Stored records
=== Section Start ===

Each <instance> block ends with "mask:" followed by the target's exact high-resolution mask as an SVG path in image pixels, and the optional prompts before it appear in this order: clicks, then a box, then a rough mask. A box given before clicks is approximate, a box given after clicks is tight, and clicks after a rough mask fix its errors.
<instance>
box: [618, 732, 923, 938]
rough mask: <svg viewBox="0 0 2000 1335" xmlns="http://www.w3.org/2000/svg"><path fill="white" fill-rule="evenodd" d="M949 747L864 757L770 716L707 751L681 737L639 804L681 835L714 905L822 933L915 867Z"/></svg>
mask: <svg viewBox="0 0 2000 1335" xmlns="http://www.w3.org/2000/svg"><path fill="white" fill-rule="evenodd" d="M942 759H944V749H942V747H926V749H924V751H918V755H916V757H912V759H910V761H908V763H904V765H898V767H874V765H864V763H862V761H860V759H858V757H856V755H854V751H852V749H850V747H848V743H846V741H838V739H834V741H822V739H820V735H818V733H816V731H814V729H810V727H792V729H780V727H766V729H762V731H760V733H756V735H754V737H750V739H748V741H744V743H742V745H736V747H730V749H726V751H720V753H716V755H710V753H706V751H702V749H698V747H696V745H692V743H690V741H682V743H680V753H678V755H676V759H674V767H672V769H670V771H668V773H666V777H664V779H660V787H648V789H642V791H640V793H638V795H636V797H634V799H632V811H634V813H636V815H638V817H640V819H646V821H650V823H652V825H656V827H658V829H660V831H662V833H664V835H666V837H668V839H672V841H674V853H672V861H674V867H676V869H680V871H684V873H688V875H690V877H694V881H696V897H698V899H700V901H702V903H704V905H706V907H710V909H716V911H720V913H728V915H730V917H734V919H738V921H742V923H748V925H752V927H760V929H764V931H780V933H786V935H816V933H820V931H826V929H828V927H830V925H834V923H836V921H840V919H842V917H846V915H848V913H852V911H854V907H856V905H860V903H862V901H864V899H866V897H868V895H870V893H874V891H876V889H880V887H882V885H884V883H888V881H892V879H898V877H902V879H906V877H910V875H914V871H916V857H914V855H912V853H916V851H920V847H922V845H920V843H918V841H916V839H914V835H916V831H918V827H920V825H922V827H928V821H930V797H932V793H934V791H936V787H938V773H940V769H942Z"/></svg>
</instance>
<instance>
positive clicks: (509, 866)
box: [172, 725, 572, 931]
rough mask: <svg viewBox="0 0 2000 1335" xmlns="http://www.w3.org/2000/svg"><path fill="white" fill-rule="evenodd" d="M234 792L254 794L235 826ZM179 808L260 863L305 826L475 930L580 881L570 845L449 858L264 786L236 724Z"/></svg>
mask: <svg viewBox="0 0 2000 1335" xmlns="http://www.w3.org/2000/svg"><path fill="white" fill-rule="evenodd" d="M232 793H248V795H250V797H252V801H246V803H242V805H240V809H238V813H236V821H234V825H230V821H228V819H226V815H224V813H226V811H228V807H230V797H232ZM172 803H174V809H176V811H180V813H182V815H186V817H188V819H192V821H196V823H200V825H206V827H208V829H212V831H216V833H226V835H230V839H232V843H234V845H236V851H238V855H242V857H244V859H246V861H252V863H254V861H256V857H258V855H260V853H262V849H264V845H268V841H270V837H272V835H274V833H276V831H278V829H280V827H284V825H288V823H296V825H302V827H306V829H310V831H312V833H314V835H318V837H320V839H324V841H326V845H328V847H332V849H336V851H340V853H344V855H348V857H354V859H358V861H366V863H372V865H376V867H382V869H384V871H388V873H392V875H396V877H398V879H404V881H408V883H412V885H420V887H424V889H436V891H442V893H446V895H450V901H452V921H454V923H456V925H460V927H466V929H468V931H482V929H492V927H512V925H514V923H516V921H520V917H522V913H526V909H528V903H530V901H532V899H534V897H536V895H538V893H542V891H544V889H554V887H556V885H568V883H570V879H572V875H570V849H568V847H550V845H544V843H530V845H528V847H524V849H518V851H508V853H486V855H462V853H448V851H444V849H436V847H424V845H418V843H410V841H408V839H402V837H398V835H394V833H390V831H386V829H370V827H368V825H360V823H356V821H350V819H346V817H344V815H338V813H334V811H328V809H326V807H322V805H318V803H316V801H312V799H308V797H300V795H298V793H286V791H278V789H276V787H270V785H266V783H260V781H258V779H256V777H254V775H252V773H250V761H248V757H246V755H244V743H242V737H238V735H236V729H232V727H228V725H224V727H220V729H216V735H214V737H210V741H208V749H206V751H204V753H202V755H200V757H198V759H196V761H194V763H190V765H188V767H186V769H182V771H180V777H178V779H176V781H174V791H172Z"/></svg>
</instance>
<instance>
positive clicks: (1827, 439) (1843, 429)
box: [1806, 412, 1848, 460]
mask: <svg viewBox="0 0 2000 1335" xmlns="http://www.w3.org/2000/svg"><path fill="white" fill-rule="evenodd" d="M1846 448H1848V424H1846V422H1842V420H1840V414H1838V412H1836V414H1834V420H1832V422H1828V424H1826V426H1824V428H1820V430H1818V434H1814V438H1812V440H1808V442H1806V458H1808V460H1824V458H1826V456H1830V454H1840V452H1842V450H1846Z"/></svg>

=== Section End ===

• _Your assignment_
From the first line to the last, copy every record exactly.

• _Written answer_
Each <instance> block ends with "mask:" followed by the target's exact high-resolution mask as an SVG path in image pixels, and the optional prompts before it appear in this order: clicks, then a box, then a rough mask. A box given before clicks is approximate, a box given after clicks is tight, and clicks after a rough mask fix its errors.
<instance>
box: [618, 732, 923, 938]
rough mask: <svg viewBox="0 0 2000 1335" xmlns="http://www.w3.org/2000/svg"><path fill="white" fill-rule="evenodd" d="M949 747L864 757L770 716L707 751L681 737L639 804L681 835L714 905L822 933L915 867Z"/></svg>
mask: <svg viewBox="0 0 2000 1335" xmlns="http://www.w3.org/2000/svg"><path fill="white" fill-rule="evenodd" d="M942 759H944V749H942V747H926V749H924V751H918V755H916V757H912V759H910V761H908V763H904V765H898V767H874V765H864V763H862V761H860V759H858V757H856V755H854V751H852V749H850V747H848V743H846V741H838V739H834V741H822V739H820V735H818V733H816V731H814V729H810V727H792V729H780V727H766V729H762V731H760V733H756V735H754V737H750V739H748V741H744V743H742V745H736V747H730V749H726V751H720V753H716V755H710V753H706V751H702V749H698V747H696V745H692V743H690V741H682V743H680V753H678V755H676V759H674V767H672V769H670V771H668V773H666V777H664V779H660V787H648V789H642V791H640V793H638V795H636V797H634V799H632V811H634V813H636V815H638V817H640V819H646V821H650V823H652V825H656V827H658V829H660V831H662V833H664V835H666V837H668V839H672V841H674V853H672V861H674V867H676V869H680V871H684V873H688V875H690V877H694V881H696V897H698V899H700V901H702V903H704V905H706V907H710V909H716V911H720V913H728V915H730V917H734V919H738V921H742V923H748V925H752V927H760V929H764V931H780V933H786V935H816V933H820V931H826V929H828V927H830V925H834V923H836V921H840V919H842V917H846V915H848V913H852V911H854V907H856V905H860V903H862V901H864V899H866V897H868V895H870V893H874V891H876V889H880V887H882V885H884V883H888V881H892V879H898V877H902V879H906V877H910V875H914V871H916V857H914V855H912V853H916V851H920V847H922V845H920V843H918V841H916V839H914V835H916V831H918V827H920V825H922V827H928V821H930V797H932V793H934V791H936V787H938V773H940V769H942Z"/></svg>
</instance>
<instance>
positive clicks: (509, 866)
box: [172, 725, 572, 931]
rough mask: <svg viewBox="0 0 2000 1335" xmlns="http://www.w3.org/2000/svg"><path fill="white" fill-rule="evenodd" d="M234 792L254 794L235 826ZM179 808L260 863L305 826L475 930L580 881L570 845L449 858L264 786L236 724Z"/></svg>
mask: <svg viewBox="0 0 2000 1335" xmlns="http://www.w3.org/2000/svg"><path fill="white" fill-rule="evenodd" d="M232 793H248V795H250V797H252V801H246V803H242V805H240V809H238V813H236V821H234V825H230V821H228V819H226V815H224V813H226V811H228V807H230V797H232ZM172 803H174V809H176V811H180V813H182V815H186V817H188V819H192V821H196V823H200V825H206V827H208V829H212V831H216V833H226V835H230V839H232V843H234V845H236V851H238V855H242V857H244V859H246V861H252V863H254V861H256V857H258V855H260V853H262V849H264V845H268V841H270V837H272V835H274V833H276V831H278V829H280V827H284V825H288V823H296V825H302V827H306V829H310V831H312V833H314V835H318V837H320V839H324V841H326V845H328V847H332V849H336V851H340V853H344V855H348V857H354V859H358V861H366V863H372V865H376V867H382V869H384V871H388V873H392V875H396V877H398V879H404V881H408V883H412V885H420V887H424V889H436V891H442V893H446V895H450V901H452V921H454V923H456V925H460V927H466V929H468V931H482V929H492V927H512V925H514V923H516V921H520V917H522V913H526V909H528V903H530V901H532V899H534V897H536V895H538V893H542V891H544V889H554V887H556V885H568V883H570V879H572V875H570V849H568V847H550V845H544V843H530V845H528V847H524V849H518V851H508V853H486V855H462V853H448V851H444V849H436V847H424V845H418V843H410V841H408V839H402V837H398V835H394V833H390V831H386V829H370V827H368V825H360V823H356V821H350V819H346V817H344V815H338V813H334V811H328V809H326V807H322V805H318V803H316V801H312V799H308V797H300V795H298V793H286V791H278V789H276V787H270V785H266V783H260V781H258V779H256V777H254V775H252V773H250V761H248V757H246V755H244V743H242V737H238V735H236V729H232V727H228V725H224V727H220V729H216V735H214V737H210V741H208V749H206V751H204V753H202V755H200V757H198V759H196V761H194V763H190V765H188V767H186V769H182V771H180V777H178V779H176V781H174V791H172Z"/></svg>
</instance>
<instance>
positive clicks: (1827, 439) (1843, 429)
box: [1806, 412, 1848, 460]
mask: <svg viewBox="0 0 2000 1335" xmlns="http://www.w3.org/2000/svg"><path fill="white" fill-rule="evenodd" d="M1846 448H1848V424H1846V422H1842V420H1840V414H1838V412H1836V414H1834V420H1832V422H1828V424H1826V426H1824V428H1820V430H1818V434H1814V438H1812V440H1808V442H1806V458H1808V460H1824V458H1826V456H1830V454H1840V452H1842V450H1846Z"/></svg>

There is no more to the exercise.